_Estratto selezionato_:

Spoleto: la 79ª Stagione Lirica Sperimentale di Spoleto e dell’Umbria si apre con l’opera Nanof, l’altro, in ricordo di NOF4
È in uno dei luoghi depositari della follia che il Teatro Lirico Sperimentale di Spoleto apre la scena per la sua 79ª edizione (in anteprima giovedì 7 agosto, la prima si è svolta venerdì 8 agosto, con repliche ieri sera 9 agosto e questo pomeriggio, 10 agosto, alle ore 17 presso il Teatro Caio Melisso in piazza Duomo). La prima rappresentazione assoluta dell’opera Nanof, l’altro ci catapulta infatti nel 1958 al manicomio di Volterra, prima nel padiglione giudiziario Charcot e poi al Ferri.
Qui, l’opera in un atto, di Antonio Agostini su libretto di Chiara Serani e Antonio Agostini con la collaborazione di Davide Toschi, trova la sua piena realizzazione nel raccontare la storia di Oreste Fernando Nannetti in arte Nanof, appunto, o anche NOF4, suo pseudonimo di vita. Probabilmente affetto da schizofrenia (come evidenziato anche nel testo dell’opera), parlava di sé come di un astronautico ingegnere minerario del sistema mentale spazio temporale, (ri)conosciuto ad oggi per le sue incisioni sul muro, veri e propri graffiti di parole trascritte con la fibbia di una cintura, plausibilmente in uso per la consueta norma del contenimento meccanico.
La regia e la scenografia dell’opera lirica firmata TLS è affidata rispettivamente ai noti Alessio Pizzech e Andrea Stanisci, di cui il pubblico spoletino ha pututo già apprezzare in passato la dedizione per il teatro. Così come per Clelia De Angelis e i suoi costumi e le luci di Eva Bruno. L’ensemble Calamani del Teatro Lirico Sperimentale, da giugno scorso riconosciuta dal Ministero della Cultura come orchestra territoriale, è diretta per la prima volta dalla Direttrice Mimma Campanale; mentre al Coro vediamo la direzione di Mauro Presazzi.
ll cast a rotazione si compone dei solisti dello Sperimentale: Marco Guarini (8 – 9 agosto) / Davide Peroni (7 – 10 agosto) come Nanof, Lorena Cesaretti (7 – 9 agosto) / Chiara Latini (8 – 10 agosto) Lei 1, Emma Alessi Innocenti (8 – 10 agosto) / Francesca Lione (7 – 9 agosto) Lei 2, Sathya Gangale (7 – 9 agosto) / Giuseppe Zema (8 – 10 agosto) Primario, Nicola Di Filippo (7 – 9 agosto) / Paolo Mascari (8 – 10 agosto) Infermiere 1 e Stepan Polishchuk (7 – 9 agosto) / Dario Sogos (8 – 10 agosto) Infermiere 2.
Perciò è qui dove le ombre sono vive che la Campanale è chiamata a dirigere orchestra e cantanti per farci tornare a Volterra, con un proposito conturbante, in uno degli allora più grandi manicomi d’Italia, nella testa di Nannetti e di ciò che deve aver vissuto e sentito insieme ai suoi familiari immaginari, gli unici che a quanto pare lo andavano a trovare lì ai margini dell’umanità.

_Istruzioni_:
• a. Trascrivi dall'articolo sull'opera Nanof, l'altro il passo che comincia con "Perciò è qui" e termina con "ai margini dell’umanità.".
• b. Perché, secondo l'articolo sull'opera Nanof, l'altro, la stagione si apre "in uno dei luoghi depositari della follia"? Rispondi in una o due frasi.
• c. Con quale oggetto, secondo l'articolo sull'opera Nanof, l'altro, Nannetti trascriveva sul muro i suoi graffiti di parole?

_Materiale fornito_:

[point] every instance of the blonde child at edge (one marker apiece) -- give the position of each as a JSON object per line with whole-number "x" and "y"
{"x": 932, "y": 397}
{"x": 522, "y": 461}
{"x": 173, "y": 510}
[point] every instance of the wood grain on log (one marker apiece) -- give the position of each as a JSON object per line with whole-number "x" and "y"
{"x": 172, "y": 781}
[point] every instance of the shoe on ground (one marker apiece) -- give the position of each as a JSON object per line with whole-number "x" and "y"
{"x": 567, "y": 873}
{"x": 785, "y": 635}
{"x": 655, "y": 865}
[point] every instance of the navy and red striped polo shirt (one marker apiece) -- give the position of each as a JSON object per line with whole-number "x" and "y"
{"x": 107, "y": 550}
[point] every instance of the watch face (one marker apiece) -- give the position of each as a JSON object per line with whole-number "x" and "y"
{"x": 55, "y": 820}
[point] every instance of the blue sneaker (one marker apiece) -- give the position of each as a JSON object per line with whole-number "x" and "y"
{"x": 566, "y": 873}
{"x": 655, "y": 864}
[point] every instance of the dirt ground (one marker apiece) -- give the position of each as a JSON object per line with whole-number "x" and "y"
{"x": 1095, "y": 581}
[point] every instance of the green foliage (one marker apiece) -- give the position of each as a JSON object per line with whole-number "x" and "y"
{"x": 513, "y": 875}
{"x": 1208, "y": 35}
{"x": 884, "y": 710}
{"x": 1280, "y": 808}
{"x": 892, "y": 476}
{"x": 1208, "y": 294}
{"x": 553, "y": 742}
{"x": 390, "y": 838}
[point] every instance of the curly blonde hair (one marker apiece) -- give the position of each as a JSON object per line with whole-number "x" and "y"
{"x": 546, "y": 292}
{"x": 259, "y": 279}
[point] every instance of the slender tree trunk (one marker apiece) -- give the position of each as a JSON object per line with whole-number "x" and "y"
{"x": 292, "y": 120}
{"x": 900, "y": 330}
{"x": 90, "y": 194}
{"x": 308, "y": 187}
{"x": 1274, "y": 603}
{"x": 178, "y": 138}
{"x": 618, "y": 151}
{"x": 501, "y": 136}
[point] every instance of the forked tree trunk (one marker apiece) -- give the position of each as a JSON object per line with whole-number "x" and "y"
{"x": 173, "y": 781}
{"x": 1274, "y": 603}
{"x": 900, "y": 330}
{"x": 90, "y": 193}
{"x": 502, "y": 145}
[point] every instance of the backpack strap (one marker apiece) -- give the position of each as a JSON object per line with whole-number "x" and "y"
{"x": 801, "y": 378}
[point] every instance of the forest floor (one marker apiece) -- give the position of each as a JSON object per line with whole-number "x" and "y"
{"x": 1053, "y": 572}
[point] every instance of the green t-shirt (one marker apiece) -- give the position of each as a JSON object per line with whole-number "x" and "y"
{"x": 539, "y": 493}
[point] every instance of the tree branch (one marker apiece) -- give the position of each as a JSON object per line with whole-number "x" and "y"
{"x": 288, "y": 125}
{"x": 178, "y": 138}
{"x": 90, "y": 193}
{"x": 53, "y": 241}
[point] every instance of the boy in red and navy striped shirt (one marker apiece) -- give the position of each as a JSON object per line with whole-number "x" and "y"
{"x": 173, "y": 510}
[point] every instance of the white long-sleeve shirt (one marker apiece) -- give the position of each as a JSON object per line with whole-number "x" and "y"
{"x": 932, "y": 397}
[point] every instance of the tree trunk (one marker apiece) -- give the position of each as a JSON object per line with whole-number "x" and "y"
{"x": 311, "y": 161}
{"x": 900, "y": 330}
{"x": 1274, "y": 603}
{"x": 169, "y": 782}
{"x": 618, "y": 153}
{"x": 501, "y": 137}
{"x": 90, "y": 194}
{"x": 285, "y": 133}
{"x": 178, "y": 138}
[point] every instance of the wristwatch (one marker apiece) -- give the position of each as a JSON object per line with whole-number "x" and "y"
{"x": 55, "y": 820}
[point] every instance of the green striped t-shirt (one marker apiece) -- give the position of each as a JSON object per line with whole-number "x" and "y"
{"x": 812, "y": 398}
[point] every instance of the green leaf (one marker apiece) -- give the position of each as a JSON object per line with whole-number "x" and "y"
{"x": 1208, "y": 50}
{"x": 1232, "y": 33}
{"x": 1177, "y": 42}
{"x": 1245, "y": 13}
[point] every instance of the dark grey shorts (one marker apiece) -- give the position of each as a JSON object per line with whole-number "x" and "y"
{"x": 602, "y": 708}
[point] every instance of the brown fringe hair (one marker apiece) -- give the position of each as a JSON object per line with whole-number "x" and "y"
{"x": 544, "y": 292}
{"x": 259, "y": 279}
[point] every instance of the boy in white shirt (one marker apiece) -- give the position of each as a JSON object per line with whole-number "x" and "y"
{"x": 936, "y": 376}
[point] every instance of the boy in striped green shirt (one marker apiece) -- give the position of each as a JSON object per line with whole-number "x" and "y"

_Soluzioni per compito_:
• a.
Perciò è qui dove le ombre sono vive che la Campanale è chiamata a dirigere orchestra e cantanti per farci tornare a Volterra, con un proposito conturbante, in uno degli allora più grandi manicomi d’Italia, nella testa di Nannetti e di ciò che deve aver vissuto e sentito insieme ai suoi familiari immaginari, gli unici che a quanto pare lo andavano a trovare lì ai margini dell’umanità.

• b. Perché l'opera che apre la stagione, Nanof, l'altro, porta lo spettatore nel 1958 al manicomio di Volterra, prima nel padiglione giudiziario Charcot e poi al Ferri.

• c. Con la fibbia di una cintura.